• [THE TASK] Copy out the items below word for word, from the line containing "I hope this isn't a bother: could you pinpoint the man" through the line containing "[69, 361, 149, 395]".

• [DATA PROVIDED]

********************

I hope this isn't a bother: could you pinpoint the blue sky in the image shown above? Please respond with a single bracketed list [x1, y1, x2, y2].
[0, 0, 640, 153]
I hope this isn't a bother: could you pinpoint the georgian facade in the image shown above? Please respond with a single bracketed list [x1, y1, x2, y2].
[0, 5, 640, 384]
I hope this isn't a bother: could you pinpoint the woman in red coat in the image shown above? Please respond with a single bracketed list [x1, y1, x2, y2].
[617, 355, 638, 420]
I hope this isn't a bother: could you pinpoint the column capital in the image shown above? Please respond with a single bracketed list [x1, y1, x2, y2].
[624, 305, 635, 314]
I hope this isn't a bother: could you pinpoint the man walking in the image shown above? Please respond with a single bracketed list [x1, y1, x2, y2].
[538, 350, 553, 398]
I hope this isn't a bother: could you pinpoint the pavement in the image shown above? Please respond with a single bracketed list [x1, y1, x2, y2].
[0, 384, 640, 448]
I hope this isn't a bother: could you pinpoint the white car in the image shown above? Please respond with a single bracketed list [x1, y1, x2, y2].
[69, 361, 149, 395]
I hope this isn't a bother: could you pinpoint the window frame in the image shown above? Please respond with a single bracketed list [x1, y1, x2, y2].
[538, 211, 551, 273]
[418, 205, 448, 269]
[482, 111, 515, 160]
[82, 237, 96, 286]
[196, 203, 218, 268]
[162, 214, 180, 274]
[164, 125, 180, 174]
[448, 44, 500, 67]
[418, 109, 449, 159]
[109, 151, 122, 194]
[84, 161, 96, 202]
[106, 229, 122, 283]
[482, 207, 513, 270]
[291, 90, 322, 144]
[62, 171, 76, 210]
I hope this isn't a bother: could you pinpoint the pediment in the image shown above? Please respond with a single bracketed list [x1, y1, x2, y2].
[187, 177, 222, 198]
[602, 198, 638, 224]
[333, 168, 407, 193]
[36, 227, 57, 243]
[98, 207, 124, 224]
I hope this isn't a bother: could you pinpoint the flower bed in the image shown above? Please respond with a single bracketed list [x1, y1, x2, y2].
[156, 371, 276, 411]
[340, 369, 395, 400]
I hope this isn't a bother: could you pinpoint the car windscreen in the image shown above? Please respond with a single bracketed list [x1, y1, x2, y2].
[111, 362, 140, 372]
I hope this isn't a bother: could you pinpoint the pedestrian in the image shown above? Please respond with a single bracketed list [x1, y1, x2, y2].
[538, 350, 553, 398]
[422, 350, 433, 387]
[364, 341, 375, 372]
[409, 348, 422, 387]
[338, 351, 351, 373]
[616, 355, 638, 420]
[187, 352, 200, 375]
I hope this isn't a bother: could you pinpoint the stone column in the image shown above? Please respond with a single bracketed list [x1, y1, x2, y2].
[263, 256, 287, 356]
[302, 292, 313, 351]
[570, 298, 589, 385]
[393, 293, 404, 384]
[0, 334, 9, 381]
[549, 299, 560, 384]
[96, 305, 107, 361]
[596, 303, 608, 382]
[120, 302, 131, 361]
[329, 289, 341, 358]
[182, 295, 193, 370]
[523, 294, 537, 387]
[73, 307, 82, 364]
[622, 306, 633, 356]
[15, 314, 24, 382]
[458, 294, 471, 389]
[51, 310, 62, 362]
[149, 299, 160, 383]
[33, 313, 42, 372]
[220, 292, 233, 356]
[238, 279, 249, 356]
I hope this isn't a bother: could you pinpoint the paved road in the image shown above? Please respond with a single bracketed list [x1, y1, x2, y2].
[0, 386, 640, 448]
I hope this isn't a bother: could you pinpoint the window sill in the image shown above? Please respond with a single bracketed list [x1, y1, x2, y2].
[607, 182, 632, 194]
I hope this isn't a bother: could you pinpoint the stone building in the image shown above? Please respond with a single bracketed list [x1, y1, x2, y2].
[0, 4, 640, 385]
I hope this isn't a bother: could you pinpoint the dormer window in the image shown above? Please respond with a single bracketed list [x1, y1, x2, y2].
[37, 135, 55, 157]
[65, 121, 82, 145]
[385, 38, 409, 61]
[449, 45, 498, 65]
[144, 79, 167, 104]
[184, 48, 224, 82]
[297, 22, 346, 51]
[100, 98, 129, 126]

********************

• [WORKED ANSWER]
I hope this isn't a bother: could you pinpoint the man walking in the image shown above? Please respond with a single bracketed list [x1, y1, x2, y2].
[538, 350, 553, 398]
I hope this isn't a bother: could you pinpoint the pavement in the image shown above? Please respond with a single bracketed list [x1, y1, x2, y2].
[0, 384, 640, 448]
I hope this isn't a bother: could you pinpoint the white car in the image shown above? Please respond with a single bracketed list [x1, y1, x2, y2].
[69, 361, 149, 395]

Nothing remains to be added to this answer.